[Begin EXCERPTED DATA]
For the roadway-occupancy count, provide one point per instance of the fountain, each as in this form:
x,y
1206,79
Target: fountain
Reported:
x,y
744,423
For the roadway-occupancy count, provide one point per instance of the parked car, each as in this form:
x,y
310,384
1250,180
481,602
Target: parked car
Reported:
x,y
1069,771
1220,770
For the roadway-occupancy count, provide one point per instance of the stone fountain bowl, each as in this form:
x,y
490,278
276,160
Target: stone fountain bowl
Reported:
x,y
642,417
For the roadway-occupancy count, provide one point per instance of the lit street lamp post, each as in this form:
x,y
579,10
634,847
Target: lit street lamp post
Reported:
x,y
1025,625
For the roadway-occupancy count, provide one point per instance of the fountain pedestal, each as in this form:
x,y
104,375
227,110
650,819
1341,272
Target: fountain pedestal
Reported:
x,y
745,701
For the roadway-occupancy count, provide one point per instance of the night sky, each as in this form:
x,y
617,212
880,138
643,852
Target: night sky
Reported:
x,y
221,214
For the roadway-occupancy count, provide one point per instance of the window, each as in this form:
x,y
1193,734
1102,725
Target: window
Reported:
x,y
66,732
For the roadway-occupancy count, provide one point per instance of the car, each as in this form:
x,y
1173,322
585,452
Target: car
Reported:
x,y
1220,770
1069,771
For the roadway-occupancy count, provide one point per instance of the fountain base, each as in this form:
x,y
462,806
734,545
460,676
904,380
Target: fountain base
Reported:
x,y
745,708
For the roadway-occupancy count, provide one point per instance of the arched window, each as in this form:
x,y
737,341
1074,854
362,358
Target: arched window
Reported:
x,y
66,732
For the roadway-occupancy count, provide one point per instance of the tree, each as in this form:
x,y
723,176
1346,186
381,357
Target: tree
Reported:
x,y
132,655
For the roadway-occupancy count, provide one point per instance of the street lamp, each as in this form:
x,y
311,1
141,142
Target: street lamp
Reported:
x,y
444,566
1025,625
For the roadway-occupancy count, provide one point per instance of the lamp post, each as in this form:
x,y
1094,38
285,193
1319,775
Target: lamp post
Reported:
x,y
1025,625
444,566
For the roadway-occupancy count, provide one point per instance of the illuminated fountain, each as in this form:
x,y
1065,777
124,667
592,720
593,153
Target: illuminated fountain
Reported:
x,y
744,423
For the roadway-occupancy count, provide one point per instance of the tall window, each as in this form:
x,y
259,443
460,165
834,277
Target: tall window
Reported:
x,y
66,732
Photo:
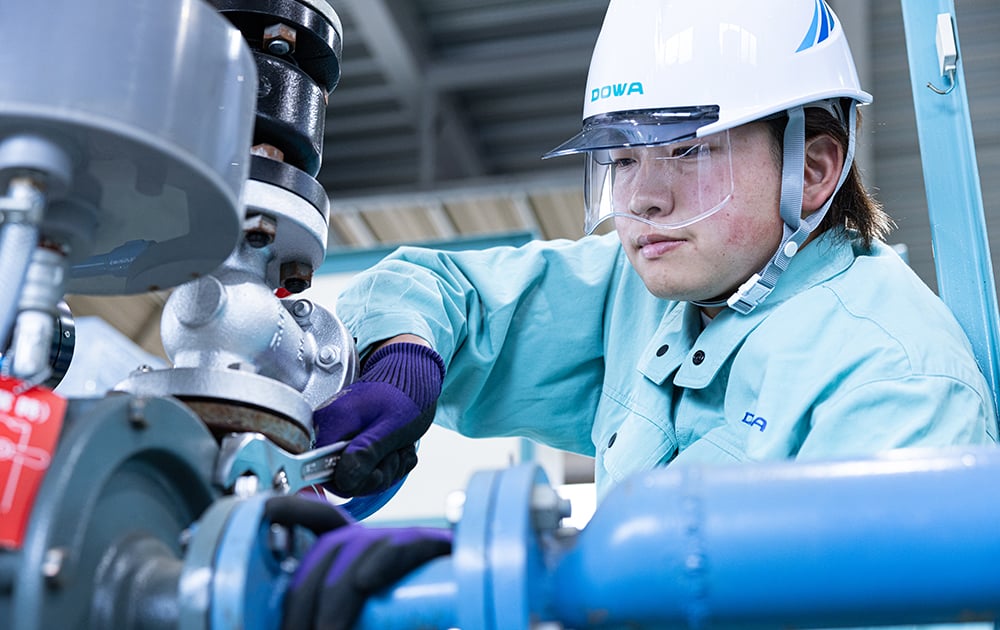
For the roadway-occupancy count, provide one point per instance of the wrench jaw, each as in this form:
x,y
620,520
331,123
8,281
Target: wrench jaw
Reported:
x,y
249,463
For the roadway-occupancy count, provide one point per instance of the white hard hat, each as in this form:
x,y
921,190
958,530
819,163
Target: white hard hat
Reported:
x,y
663,70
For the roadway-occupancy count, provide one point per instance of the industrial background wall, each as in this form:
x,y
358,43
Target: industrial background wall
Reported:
x,y
444,107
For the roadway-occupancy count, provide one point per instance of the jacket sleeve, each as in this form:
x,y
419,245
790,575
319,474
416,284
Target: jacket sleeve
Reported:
x,y
520,331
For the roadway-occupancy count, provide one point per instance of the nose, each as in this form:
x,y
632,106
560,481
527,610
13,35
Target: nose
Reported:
x,y
650,194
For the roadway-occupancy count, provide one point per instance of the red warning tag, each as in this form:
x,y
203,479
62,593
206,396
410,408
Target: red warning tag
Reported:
x,y
30,422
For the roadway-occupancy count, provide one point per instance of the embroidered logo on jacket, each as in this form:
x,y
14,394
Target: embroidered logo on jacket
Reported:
x,y
754,421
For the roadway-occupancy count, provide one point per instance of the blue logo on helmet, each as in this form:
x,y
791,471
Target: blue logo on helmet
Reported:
x,y
820,28
616,89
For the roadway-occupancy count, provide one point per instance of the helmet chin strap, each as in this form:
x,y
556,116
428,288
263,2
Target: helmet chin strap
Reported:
x,y
796,229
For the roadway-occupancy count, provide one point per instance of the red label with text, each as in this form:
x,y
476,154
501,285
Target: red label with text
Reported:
x,y
30,422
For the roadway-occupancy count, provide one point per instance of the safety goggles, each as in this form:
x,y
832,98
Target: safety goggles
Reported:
x,y
668,186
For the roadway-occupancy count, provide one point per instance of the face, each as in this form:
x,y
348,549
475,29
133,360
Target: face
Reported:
x,y
711,258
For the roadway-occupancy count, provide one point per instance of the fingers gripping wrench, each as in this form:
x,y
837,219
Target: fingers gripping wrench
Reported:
x,y
251,454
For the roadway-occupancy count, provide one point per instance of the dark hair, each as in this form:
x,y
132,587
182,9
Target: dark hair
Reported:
x,y
853,206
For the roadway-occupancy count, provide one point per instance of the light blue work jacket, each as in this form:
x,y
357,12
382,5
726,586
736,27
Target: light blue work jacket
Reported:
x,y
561,342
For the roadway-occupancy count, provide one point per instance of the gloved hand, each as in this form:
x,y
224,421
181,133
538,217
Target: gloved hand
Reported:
x,y
350,563
383,414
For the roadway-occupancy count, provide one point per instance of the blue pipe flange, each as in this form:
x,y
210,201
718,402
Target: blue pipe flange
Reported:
x,y
233,575
501,543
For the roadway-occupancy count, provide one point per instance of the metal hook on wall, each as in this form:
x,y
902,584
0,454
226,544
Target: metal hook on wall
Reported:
x,y
947,53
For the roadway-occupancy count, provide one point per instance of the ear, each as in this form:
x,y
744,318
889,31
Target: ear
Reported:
x,y
824,161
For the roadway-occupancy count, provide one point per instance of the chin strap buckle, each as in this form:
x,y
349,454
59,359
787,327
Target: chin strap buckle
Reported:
x,y
749,295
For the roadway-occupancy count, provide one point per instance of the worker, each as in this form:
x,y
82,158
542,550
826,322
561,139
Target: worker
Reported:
x,y
745,308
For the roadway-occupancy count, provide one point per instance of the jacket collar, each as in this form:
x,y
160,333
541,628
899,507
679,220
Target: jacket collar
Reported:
x,y
697,355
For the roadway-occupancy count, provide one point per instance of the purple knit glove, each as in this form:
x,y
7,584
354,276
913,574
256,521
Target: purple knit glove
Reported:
x,y
382,414
347,565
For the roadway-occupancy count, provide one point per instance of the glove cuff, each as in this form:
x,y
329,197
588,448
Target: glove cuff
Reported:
x,y
413,368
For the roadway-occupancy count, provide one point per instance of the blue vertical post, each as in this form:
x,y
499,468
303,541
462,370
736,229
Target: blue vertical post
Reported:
x,y
951,180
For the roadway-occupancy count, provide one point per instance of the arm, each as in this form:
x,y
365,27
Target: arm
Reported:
x,y
520,331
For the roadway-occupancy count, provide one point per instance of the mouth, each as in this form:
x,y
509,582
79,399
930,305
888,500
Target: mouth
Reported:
x,y
656,245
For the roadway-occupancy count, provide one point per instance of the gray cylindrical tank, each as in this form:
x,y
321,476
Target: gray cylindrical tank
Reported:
x,y
153,101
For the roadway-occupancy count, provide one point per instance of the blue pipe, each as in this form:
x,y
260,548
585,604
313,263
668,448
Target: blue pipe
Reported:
x,y
906,538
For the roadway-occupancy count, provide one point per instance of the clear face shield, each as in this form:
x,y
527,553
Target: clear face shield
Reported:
x,y
668,186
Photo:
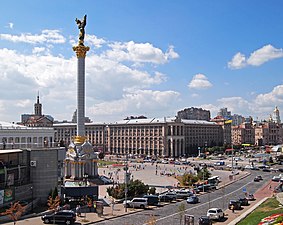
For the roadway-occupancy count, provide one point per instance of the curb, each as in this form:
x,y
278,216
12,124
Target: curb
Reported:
x,y
245,214
112,217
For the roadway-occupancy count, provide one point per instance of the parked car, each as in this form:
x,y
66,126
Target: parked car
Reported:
x,y
167,197
152,199
136,203
183,194
204,220
215,213
193,199
244,201
256,179
236,204
63,216
250,197
276,178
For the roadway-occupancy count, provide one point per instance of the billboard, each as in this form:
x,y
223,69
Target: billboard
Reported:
x,y
1,197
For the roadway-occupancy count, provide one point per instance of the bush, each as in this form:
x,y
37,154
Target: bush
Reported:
x,y
135,188
152,191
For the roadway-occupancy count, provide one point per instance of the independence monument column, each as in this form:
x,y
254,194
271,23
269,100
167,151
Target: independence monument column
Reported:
x,y
81,50
81,160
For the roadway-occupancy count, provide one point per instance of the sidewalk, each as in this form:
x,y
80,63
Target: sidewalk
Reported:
x,y
108,213
260,196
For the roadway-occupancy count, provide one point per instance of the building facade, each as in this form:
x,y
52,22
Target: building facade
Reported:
x,y
162,137
243,134
194,114
19,136
37,119
268,133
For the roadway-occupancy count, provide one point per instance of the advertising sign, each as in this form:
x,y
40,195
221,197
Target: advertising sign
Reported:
x,y
8,195
10,179
1,197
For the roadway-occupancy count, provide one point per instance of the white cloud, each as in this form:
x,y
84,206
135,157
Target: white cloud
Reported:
x,y
257,58
238,61
199,81
139,52
138,102
11,25
37,50
94,41
46,36
112,88
275,97
265,54
237,104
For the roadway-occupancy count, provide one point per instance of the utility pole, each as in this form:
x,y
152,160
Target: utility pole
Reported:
x,y
232,160
126,180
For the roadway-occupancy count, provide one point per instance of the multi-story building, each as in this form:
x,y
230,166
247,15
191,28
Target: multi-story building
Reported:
x,y
37,119
226,126
243,134
194,114
223,112
165,137
19,136
237,120
95,132
269,133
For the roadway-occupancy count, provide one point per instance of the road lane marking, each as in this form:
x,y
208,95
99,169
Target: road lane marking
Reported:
x,y
199,205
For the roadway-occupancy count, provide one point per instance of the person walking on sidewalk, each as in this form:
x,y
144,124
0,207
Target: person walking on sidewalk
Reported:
x,y
233,208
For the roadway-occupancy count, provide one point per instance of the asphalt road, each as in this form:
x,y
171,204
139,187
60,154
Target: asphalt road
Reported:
x,y
169,214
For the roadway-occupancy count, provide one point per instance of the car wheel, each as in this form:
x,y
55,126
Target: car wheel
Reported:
x,y
68,222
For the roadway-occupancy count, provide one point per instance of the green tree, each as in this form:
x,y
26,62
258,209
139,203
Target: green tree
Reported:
x,y
135,188
14,212
203,174
181,210
53,203
152,191
101,155
188,179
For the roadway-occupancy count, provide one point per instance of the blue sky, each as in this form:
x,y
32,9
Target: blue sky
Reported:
x,y
149,58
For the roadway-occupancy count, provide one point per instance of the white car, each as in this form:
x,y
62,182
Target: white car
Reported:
x,y
215,213
136,203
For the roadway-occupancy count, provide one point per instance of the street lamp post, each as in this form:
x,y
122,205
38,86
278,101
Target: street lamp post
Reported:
x,y
232,160
31,188
85,176
126,181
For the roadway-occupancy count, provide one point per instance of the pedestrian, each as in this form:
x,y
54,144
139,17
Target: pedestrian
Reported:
x,y
78,210
233,208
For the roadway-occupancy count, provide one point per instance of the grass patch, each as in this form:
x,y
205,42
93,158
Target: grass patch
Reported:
x,y
267,208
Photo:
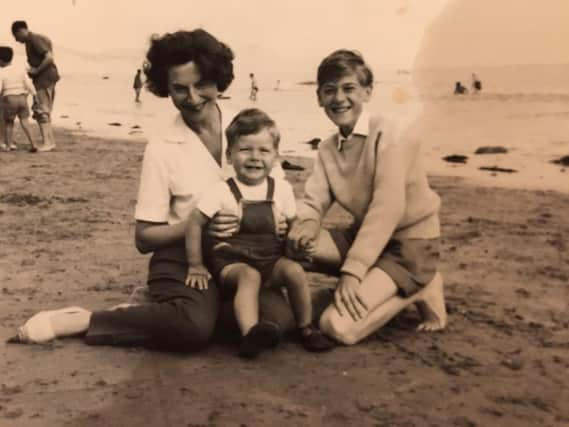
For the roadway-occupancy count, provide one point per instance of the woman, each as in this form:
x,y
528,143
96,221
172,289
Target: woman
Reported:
x,y
186,157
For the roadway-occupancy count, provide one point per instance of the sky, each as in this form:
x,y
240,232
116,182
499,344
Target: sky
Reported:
x,y
295,35
286,35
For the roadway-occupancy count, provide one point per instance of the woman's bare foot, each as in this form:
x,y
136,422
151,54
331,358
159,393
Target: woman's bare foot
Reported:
x,y
48,325
431,305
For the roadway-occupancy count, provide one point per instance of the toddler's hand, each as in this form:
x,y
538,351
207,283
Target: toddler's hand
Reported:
x,y
198,277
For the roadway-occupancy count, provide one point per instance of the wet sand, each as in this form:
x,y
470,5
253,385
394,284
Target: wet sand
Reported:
x,y
67,239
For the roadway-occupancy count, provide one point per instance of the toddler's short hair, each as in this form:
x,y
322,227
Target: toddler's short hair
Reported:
x,y
341,62
6,54
249,122
18,25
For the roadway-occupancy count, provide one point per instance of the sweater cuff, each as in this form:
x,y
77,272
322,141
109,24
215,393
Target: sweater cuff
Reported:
x,y
355,268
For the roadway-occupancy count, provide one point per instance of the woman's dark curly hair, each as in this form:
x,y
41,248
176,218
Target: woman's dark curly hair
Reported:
x,y
212,57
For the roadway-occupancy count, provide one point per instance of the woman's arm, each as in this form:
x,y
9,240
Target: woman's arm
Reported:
x,y
149,236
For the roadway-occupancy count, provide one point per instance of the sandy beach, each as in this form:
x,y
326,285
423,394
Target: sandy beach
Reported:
x,y
67,238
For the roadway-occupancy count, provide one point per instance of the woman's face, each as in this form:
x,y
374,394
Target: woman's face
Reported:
x,y
189,93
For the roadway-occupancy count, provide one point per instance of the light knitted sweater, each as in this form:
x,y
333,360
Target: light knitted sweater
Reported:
x,y
377,176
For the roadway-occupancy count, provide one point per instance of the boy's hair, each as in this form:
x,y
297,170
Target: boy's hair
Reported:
x,y
6,54
18,25
249,122
341,62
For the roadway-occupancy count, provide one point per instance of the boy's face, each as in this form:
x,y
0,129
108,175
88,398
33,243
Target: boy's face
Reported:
x,y
253,157
343,100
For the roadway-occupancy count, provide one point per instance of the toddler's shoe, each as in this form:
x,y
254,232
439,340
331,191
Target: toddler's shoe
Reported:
x,y
261,336
313,340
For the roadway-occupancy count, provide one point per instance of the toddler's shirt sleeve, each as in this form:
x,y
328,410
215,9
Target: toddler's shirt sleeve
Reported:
x,y
215,199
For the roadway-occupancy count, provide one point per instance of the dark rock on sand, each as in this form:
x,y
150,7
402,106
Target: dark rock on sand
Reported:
x,y
491,150
496,169
291,166
314,142
562,161
455,158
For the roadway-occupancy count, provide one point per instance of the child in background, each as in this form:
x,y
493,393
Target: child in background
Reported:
x,y
253,257
388,258
14,89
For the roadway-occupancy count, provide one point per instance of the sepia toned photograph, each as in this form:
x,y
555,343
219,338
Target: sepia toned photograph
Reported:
x,y
304,213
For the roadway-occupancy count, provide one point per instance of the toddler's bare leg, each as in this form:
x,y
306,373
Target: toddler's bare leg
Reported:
x,y
247,282
26,128
292,276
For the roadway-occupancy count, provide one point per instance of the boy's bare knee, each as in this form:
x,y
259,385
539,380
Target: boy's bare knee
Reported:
x,y
294,273
248,274
338,327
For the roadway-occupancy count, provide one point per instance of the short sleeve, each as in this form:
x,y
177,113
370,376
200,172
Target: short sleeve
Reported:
x,y
287,200
213,201
153,204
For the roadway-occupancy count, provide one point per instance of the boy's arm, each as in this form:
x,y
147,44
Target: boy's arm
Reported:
x,y
318,196
387,205
196,223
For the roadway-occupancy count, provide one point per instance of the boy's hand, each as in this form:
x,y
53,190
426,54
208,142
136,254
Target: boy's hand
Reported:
x,y
282,225
198,277
223,224
302,236
347,299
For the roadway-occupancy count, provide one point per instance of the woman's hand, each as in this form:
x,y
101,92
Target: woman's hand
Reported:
x,y
198,277
223,224
347,299
302,236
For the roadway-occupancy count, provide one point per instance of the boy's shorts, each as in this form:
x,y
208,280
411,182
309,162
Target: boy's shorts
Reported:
x,y
15,106
411,263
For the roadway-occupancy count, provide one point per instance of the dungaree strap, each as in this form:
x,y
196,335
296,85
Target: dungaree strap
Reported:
x,y
234,189
270,187
377,144
238,196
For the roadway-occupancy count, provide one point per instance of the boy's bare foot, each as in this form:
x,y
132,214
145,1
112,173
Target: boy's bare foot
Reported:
x,y
46,148
431,305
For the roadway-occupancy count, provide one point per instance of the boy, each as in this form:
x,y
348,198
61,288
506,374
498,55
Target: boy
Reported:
x,y
388,258
14,89
254,256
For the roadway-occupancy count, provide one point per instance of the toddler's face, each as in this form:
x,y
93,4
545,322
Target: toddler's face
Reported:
x,y
253,157
343,100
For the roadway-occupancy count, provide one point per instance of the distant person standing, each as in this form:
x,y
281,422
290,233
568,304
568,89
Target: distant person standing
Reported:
x,y
44,75
254,88
460,89
14,89
476,83
137,85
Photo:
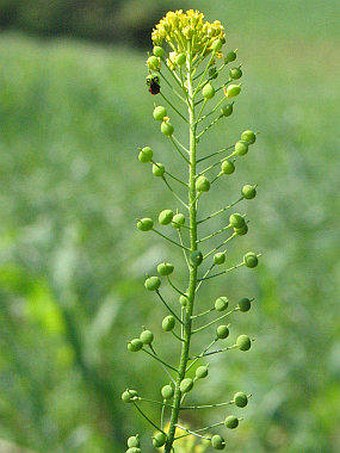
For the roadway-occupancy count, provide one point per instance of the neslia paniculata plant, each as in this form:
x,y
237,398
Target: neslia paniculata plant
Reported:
x,y
196,80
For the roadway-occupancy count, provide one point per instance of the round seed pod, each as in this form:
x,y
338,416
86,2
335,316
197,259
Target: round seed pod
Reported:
x,y
165,216
219,258
222,332
243,342
135,345
146,337
159,113
201,372
158,169
241,399
168,323
145,224
167,392
202,184
248,191
165,269
241,148
152,283
158,440
244,304
250,259
186,385
221,303
227,167
248,136
167,128
208,91
217,442
231,422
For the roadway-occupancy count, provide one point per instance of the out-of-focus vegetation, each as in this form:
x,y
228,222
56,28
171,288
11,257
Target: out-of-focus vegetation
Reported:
x,y
71,262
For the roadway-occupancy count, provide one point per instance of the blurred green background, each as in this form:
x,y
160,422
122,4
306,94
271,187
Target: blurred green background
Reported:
x,y
72,113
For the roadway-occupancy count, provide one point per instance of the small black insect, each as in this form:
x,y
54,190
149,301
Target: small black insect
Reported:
x,y
152,82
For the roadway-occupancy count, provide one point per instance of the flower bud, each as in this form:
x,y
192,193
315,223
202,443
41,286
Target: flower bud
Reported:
x,y
159,113
152,283
145,155
165,217
145,224
168,323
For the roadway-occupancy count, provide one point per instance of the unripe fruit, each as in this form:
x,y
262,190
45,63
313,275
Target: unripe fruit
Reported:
x,y
241,399
152,283
227,167
208,91
158,169
231,422
186,385
241,148
146,337
165,217
248,136
165,269
167,392
159,113
222,332
145,224
219,258
135,345
202,184
250,259
244,304
243,342
221,303
168,323
248,191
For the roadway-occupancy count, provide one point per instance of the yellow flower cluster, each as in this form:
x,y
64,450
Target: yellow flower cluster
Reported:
x,y
179,28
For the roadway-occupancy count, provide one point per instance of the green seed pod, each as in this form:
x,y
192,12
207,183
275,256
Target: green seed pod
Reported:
x,y
208,91
222,332
186,385
196,258
145,224
167,128
167,392
158,169
248,136
159,113
241,148
219,258
152,283
217,442
227,167
201,372
146,337
231,422
221,303
241,399
165,269
236,220
202,184
135,345
233,90
235,73
158,440
250,259
165,217
178,220
244,304
243,342
168,323
248,191
145,155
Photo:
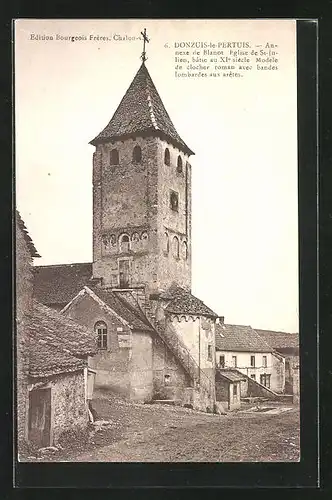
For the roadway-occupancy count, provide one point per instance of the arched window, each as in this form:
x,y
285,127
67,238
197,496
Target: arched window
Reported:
x,y
114,157
174,201
101,332
124,243
137,154
135,241
184,250
179,165
167,158
176,247
144,239
166,243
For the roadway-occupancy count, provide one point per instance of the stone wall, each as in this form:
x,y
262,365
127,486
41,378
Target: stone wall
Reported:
[End EXCERPTED DATA]
TASK DESCRIPTION:
Your copy should consist only of the lines from the line holding "of the small" through the final line of the listing above, both included, with all pictures omitted.

COMPLETED EXERCISE:
For the roadway-occupancy count, provide one point per instance of the small black insect, each as in this form:
x,y
54,190
149,301
Target: small black insect
Reported:
x,y
152,82
For the roadway-occupancy count, provide one point per instance of the flower bud, each as in this form:
x,y
192,193
315,223
202,443
41,286
Target: flower bud
Reported:
x,y
159,113
152,283
145,155
165,217
145,224
168,323
For the roadway-occupancy count, provide one point per instance of the unripe fruit, each as in this form:
x,y
262,190
45,63
313,275
Target: unripe fruit
Reported:
x,y
241,399
152,283
227,167
208,91
158,169
231,422
186,385
241,148
146,337
165,217
248,136
165,269
167,392
159,113
222,332
145,224
219,258
135,345
202,184
250,259
244,304
243,342
221,303
168,323
248,191
For the roadway-occupancy count, provide one point per instance of the yellow flower cluster, each as in this form:
x,y
64,450
Target: yellow flower cluster
Reported:
x,y
179,28
For the roadway-occupancy count, provide one point per instance of the green seed pod, each as in this form:
x,y
192,12
207,183
275,256
Target: green seed pod
Reported:
x,y
208,91
222,332
186,385
196,258
145,224
167,128
167,392
158,169
248,136
159,113
241,148
219,258
152,283
217,442
227,167
201,372
146,337
231,422
221,303
241,399
165,269
236,220
202,184
135,345
233,90
235,73
158,440
250,259
165,217
178,220
244,304
243,342
168,323
248,191
145,155
Photo:
For the roadway-occupancy count, provide one point per instance of the arched window, each as in this form:
x,y
285,127
67,238
197,496
Target: arched window
Reported:
x,y
114,157
174,201
101,332
124,243
137,154
135,241
184,250
179,165
167,158
176,247
144,239
166,243
For the roadway-occupancy count, provide one point per instance of the stone wall, each as in this form:
x,y
262,365
127,486
41,378
Target: stone wall
Reported:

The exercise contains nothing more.